### Exercise directions
Identify the line that contains "Q: For every instance of the wire" in the material. Output it and every line after it, unchanged, through the end.

(Location identification items)
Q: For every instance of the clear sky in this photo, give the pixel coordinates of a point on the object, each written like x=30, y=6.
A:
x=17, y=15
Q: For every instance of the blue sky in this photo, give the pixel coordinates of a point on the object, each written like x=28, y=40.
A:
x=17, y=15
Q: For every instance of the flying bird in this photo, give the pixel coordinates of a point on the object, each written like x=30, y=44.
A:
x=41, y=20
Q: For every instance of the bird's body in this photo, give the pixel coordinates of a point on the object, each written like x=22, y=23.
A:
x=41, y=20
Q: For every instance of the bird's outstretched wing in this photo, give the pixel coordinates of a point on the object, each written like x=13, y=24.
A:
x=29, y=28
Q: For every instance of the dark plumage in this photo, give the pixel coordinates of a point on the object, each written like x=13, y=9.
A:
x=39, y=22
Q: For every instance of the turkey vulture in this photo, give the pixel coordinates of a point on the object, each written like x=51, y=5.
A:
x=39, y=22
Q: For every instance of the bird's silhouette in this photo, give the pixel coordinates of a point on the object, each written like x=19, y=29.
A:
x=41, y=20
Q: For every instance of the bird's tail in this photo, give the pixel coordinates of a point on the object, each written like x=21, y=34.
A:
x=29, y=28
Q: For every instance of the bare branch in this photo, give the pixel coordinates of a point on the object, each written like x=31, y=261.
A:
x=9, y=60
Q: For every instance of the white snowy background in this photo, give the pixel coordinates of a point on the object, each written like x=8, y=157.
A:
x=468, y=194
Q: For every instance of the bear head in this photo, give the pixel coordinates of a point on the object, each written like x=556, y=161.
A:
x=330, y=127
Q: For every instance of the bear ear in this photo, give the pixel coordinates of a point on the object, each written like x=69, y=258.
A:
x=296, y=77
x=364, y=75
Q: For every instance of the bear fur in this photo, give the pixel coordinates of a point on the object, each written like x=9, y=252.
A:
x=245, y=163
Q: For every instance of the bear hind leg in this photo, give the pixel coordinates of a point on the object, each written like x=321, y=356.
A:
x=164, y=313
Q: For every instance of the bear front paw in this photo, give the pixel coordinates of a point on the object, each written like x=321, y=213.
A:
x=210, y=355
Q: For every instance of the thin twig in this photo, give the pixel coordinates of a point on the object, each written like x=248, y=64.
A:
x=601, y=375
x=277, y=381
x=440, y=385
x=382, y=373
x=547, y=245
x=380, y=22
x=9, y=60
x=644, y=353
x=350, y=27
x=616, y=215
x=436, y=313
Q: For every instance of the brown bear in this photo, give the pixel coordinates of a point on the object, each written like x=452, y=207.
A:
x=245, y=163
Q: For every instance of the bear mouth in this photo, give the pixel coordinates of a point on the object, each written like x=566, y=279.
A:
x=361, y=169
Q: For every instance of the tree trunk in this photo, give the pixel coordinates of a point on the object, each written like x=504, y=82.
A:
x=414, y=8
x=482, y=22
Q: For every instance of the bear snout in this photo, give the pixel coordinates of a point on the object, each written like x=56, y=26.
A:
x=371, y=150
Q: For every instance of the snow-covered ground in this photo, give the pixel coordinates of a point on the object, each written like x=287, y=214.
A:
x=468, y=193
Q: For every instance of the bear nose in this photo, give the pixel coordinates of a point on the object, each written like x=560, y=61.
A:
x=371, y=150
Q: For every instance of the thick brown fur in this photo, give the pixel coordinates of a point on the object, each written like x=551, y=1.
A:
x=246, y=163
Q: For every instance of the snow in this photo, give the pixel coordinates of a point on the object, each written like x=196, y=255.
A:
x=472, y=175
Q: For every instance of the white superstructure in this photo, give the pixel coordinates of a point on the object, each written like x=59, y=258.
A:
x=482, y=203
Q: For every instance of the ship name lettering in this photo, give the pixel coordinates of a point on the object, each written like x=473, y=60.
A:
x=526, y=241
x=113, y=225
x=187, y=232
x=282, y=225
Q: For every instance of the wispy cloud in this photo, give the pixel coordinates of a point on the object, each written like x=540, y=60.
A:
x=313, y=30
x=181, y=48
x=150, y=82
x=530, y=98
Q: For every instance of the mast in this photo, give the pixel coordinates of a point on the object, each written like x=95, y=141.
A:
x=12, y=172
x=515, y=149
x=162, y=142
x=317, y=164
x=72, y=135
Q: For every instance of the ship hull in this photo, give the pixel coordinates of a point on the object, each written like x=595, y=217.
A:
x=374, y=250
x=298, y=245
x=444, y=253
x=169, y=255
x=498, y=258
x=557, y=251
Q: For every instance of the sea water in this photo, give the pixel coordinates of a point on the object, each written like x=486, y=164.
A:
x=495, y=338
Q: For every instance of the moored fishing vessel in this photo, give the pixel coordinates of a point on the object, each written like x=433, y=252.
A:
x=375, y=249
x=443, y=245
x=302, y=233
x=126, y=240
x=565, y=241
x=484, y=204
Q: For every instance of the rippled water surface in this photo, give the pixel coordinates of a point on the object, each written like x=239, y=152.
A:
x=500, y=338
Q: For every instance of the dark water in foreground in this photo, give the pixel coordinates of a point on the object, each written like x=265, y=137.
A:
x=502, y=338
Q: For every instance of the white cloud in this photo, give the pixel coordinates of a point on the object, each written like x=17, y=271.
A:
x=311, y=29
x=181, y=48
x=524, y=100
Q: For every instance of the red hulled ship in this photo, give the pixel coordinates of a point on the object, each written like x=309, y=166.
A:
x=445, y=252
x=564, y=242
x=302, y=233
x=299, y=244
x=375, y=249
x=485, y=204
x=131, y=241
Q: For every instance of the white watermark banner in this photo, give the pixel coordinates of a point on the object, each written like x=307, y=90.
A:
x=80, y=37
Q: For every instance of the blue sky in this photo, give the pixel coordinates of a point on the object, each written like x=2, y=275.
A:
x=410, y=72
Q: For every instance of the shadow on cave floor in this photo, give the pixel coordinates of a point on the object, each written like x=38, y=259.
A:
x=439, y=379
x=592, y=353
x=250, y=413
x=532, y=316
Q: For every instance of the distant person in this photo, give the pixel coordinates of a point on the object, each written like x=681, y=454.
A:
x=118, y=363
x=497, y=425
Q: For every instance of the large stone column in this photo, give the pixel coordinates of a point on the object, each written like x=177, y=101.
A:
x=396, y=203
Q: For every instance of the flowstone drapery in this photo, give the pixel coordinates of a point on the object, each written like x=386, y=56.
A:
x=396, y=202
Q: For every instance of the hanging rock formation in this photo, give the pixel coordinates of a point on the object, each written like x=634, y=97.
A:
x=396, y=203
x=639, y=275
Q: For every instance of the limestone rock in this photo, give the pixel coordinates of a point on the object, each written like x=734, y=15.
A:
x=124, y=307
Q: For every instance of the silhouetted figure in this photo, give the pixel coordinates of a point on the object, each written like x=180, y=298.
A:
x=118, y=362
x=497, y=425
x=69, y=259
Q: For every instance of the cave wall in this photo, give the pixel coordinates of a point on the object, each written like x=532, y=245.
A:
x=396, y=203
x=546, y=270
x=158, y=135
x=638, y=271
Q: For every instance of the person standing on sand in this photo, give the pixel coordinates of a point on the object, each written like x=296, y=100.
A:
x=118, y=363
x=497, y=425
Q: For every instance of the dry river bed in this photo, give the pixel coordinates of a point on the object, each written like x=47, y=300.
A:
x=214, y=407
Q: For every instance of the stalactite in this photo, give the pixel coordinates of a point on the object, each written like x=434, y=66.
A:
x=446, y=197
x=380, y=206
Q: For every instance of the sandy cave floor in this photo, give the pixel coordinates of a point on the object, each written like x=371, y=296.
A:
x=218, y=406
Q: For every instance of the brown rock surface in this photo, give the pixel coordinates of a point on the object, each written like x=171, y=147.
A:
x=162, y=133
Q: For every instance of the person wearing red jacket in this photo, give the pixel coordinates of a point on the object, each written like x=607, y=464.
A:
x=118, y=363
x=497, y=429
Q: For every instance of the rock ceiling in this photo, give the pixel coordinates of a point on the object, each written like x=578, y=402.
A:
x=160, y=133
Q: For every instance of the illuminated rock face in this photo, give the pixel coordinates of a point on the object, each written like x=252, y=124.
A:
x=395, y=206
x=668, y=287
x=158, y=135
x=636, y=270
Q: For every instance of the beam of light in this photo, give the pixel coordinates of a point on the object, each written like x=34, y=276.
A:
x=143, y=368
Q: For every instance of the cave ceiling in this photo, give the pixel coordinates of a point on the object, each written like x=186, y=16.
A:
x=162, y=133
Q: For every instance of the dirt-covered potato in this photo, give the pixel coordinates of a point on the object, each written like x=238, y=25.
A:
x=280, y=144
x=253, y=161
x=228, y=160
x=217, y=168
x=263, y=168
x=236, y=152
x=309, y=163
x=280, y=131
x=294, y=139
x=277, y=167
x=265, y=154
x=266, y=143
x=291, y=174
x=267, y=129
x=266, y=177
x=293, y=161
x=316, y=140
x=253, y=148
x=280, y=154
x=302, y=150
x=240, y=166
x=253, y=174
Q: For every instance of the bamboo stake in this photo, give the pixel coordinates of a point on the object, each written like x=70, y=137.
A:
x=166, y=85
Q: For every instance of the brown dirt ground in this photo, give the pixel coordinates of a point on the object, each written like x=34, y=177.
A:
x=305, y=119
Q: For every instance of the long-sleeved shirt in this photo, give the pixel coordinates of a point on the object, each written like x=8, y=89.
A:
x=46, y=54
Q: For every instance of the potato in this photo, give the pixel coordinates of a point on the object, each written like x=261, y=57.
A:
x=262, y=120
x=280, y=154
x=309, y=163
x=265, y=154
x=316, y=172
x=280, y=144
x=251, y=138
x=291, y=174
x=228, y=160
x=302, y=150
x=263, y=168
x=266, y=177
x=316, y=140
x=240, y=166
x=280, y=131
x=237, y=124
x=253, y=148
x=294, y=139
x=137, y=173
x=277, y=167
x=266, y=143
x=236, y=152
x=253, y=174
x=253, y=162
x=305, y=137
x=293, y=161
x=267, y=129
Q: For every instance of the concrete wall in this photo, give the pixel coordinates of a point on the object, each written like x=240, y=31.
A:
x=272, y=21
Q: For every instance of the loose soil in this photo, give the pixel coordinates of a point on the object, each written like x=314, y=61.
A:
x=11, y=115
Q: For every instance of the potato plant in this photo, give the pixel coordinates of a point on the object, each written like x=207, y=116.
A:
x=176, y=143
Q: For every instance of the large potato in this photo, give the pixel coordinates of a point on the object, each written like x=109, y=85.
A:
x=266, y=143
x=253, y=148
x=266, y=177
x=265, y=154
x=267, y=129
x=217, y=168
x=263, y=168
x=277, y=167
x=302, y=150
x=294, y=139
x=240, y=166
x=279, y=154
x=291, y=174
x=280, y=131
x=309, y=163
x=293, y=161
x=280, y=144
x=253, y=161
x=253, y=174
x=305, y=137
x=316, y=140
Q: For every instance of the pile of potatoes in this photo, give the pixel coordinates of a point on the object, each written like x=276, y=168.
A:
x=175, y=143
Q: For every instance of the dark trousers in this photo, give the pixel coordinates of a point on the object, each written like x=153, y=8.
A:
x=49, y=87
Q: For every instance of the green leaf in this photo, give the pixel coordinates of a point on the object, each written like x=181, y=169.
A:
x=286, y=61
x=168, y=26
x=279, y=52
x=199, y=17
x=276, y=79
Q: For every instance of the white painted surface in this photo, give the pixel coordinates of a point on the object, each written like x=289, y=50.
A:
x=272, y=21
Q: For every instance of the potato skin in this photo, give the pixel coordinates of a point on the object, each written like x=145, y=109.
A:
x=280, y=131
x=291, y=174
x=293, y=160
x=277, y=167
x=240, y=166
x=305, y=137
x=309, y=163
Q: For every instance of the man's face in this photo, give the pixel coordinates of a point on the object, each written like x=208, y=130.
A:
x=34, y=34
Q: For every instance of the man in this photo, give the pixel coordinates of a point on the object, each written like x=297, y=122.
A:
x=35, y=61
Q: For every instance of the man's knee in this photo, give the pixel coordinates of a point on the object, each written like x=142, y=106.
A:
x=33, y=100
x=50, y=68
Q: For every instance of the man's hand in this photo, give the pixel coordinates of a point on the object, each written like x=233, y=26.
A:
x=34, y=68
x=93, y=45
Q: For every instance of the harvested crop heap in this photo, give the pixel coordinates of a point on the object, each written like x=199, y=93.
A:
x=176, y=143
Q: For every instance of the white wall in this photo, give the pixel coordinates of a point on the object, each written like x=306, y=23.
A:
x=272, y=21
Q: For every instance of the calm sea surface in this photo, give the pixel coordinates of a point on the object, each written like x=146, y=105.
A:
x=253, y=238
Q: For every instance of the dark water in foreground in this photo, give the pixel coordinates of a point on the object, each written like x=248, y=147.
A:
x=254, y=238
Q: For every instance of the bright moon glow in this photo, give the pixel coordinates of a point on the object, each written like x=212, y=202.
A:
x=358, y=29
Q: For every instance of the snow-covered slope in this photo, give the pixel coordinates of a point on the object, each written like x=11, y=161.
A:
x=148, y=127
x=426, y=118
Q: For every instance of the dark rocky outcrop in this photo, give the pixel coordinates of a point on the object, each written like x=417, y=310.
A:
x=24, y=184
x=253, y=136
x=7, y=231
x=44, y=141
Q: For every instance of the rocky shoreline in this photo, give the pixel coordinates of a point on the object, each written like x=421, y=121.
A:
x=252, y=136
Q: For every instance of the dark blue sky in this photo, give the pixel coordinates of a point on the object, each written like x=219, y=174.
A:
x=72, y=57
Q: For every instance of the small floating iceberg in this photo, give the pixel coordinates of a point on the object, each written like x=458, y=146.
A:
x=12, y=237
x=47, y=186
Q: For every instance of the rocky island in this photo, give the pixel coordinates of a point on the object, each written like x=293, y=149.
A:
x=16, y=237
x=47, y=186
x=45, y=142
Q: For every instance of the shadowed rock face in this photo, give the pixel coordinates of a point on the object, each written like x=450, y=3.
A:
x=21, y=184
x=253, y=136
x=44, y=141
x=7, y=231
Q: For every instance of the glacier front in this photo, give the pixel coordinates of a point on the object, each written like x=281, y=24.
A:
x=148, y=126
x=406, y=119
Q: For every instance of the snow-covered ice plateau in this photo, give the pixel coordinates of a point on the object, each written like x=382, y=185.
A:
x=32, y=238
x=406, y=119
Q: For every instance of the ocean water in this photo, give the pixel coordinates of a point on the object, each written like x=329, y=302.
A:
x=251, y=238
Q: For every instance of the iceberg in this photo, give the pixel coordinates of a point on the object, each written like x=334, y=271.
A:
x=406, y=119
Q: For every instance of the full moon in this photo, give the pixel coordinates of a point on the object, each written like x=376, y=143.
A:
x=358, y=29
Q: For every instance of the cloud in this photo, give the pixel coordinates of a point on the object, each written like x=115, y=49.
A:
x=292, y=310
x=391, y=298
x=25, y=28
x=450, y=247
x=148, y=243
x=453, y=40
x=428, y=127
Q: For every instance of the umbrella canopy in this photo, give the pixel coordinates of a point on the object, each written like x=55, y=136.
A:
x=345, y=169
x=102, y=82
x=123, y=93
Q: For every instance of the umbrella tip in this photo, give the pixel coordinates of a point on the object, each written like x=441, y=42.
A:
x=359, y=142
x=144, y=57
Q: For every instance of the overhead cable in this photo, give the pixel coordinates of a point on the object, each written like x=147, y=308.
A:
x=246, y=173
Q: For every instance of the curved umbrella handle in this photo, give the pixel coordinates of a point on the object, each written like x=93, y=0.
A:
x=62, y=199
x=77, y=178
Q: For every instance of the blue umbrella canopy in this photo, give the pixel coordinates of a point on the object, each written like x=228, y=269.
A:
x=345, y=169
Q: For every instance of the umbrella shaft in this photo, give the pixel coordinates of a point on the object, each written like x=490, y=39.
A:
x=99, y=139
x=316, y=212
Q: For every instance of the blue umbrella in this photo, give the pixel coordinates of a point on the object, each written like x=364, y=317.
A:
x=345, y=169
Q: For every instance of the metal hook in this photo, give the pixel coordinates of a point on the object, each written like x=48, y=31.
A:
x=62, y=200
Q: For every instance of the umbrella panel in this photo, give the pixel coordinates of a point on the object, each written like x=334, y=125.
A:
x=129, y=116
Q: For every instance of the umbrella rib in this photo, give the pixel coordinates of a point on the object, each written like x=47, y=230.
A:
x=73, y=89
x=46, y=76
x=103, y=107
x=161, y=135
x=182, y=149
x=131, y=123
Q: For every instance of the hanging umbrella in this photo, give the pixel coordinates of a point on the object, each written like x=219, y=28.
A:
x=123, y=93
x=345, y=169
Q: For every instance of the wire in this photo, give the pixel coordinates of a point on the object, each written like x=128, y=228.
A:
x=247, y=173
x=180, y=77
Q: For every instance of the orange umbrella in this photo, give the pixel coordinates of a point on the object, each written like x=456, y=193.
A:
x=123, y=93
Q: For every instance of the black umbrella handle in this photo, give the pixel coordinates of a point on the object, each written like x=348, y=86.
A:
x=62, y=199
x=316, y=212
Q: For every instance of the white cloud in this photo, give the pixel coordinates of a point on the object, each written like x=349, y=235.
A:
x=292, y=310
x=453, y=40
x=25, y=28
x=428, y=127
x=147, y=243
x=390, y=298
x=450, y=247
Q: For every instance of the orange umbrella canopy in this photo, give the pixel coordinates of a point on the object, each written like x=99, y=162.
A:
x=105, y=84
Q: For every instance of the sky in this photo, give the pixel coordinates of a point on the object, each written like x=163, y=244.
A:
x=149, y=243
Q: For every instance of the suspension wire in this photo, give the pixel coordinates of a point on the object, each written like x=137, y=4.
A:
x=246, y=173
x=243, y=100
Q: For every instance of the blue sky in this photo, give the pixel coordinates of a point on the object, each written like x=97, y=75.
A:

### The output
Q: For every instance of the wire in this photo, give the pixel coordinates of a point on the object, each written like x=128, y=228.
A:
x=247, y=173
x=180, y=77
Q: For every instance of the orange umbrella in this photo, give the pixel coordinates of a point on the object, each written like x=456, y=193.
A:
x=123, y=93
Q: For every instance of the black umbrella handle in this photo, give the pixel coordinates of a point on the object, each written like x=348, y=86.
A:
x=62, y=199
x=316, y=212
Q: For every instance of the white cloud in this photo, give the pixel coordinates of a point on the object, each written like x=349, y=235.
A:
x=292, y=310
x=453, y=40
x=25, y=28
x=428, y=127
x=147, y=243
x=390, y=298
x=450, y=247
Q: For every instance of the orange umbrella canopy in this photo, give the pixel coordinates of a point on the object, each written like x=99, y=162.
A:
x=105, y=84
Q: For every instance of the sky in this photo, give the pixel coordinates of a point on the object, each written like x=163, y=244.
A:
x=149, y=243
Q: For every instance of the suspension wire in this photo, give the pixel coordinates of a point on the object, each written like x=137, y=4.
A:
x=246, y=173
x=243, y=100
Q: For every instance of the blue sky in this photo, give the pixel coordinates of a point on the object, each written like x=97, y=75.
A:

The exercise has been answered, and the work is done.